**TASKS TO CARRY OUT**.
1. Can you sum up the review in two sentences?
2. Could you retype the review from "The Radium Girls: The Dark Story of America's Shining WomenThe" to "to be made."?

[Start EXTRACT]

Saturday, August 4, 2018

The Radium Girls---Devastating and True

The Radium Girls: The Dark Story of America's Shining WomenThe Radium Girls: The Dark Story of America's Shining Women by Kate Moore
My rating: 5 of 5 stars

This is a book that will stay with you long after the last page. Did your Dad have a wristwatch with a face that glowed in the dark? Mine did. Did your family have an alarm clock with glow in the dark hands--we had two. I wonder where they are now. I remember my fascination with those hands that had such a pretty green glow when everything else in the house was dark and were such a nice light turquoise in the light of day. I remember my Dad telling me about radium that made them glow and how a few years before I was born it was discovered that the young women who used to paint those hands got sick from the paint. Westclox was still making the clocks and the watches were still available so apparently it was safe now for them to be made.
I forgot all about those things until I noticed a book called The Radium Girls had just been published and, further, Book Browse, to which I belong, was making it available to read for discussion. I applied and received the copy I just finished. It seems that, though the products were still being made and sold by the hundreds or more, back in the '50's when we owned them and Dad spoke of the findings, there was a lot more to the story of what was happening to those girls.
The story aroused so many feelings as I read, disbelief at the callousness of the companies and the legal system. Wait, first disbelief at the illnesses that befell the dial painters, then disbelief at the companies and their executives and the lack of legal recourse for the victims. As time went on the disbelief turned to anger and heartbreak and tears of frustration.

[End EXTRACT]
[Start DATA BLOCK]

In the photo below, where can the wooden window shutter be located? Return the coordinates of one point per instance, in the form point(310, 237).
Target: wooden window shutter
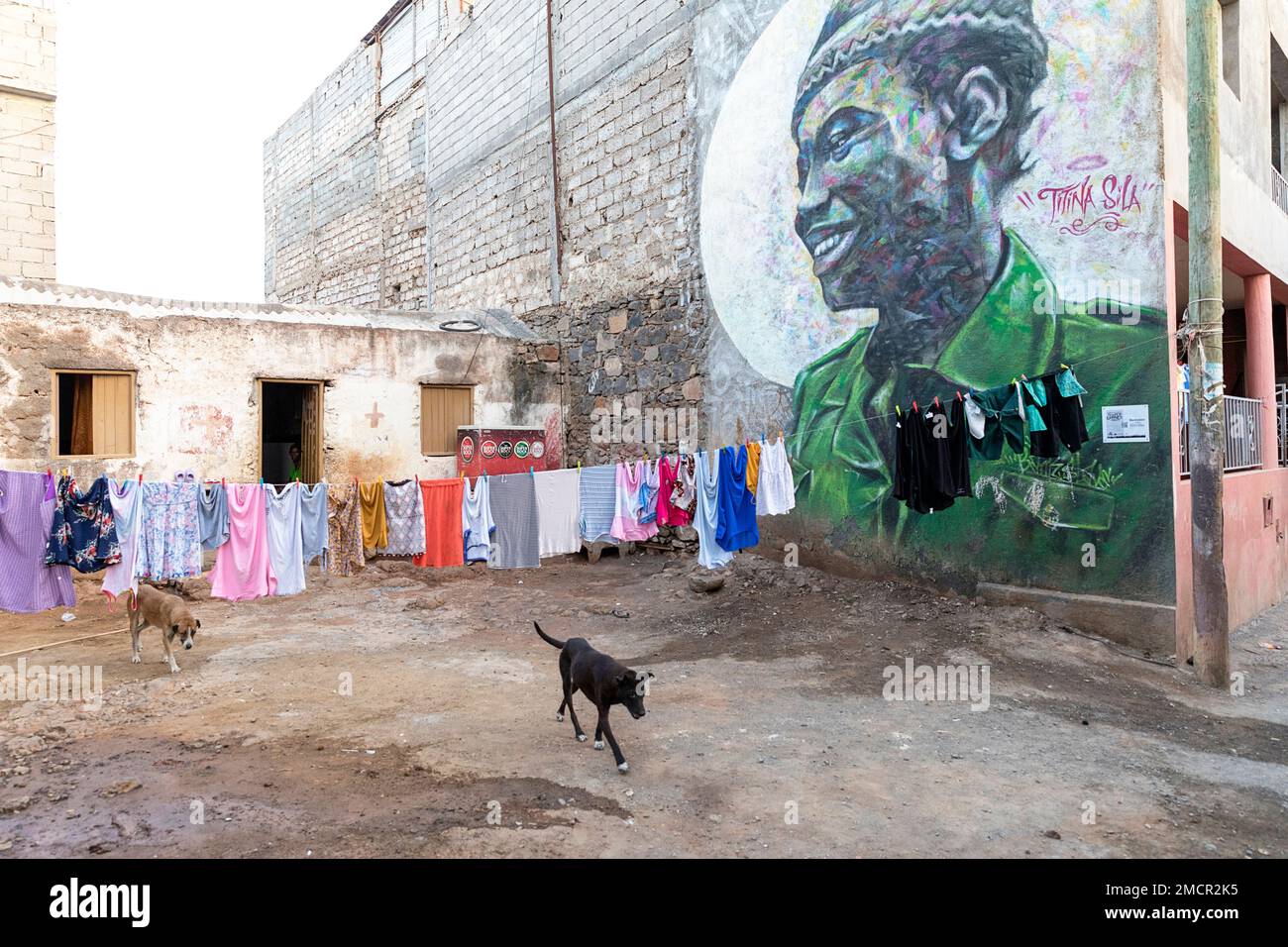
point(442, 410)
point(114, 415)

[End DATA BLOCK]

**EXPECTED ANSWERS**.
1. The reviewer gives Kate Moore's The Radium Girls five of five stars and recalls a father's glow-in-the-dark wristwatch, the family's alarm clocks, and hearing that the young women who painted such dials got sick from the paint. After receiving the book through Book Browse, the reviewer learned there was much more to the story and felt disbelief, anger, and heartbreak at the dial painters' illnesses and at the callousness of the companies and the legal system.

2.
The Radium Girls: The Dark Story of America's Shining WomenThe Radium Girls: The Dark Story of America's Shining Women by Kate Moore
My rating: 5 of 5 stars

This is a book that will stay with you long after the last page. Did your Dad have a wristwatch with a face that glowed in the dark? Mine did. Did your family have an alarm clock with glow in the dark hands--we had two. I wonder where they are now. I remember my fascination with those hands that had such a pretty green glow when everything else in the house was dark and were such a nice light turquoise in the light of day. I remember my Dad telling me about radium that made them glow and how a few years before I was born it was discovered that the young women who used to paint those hands got sick from the paint. Westclox was still making the clocks and the watches were still available so apparently it was safe now for them to be made.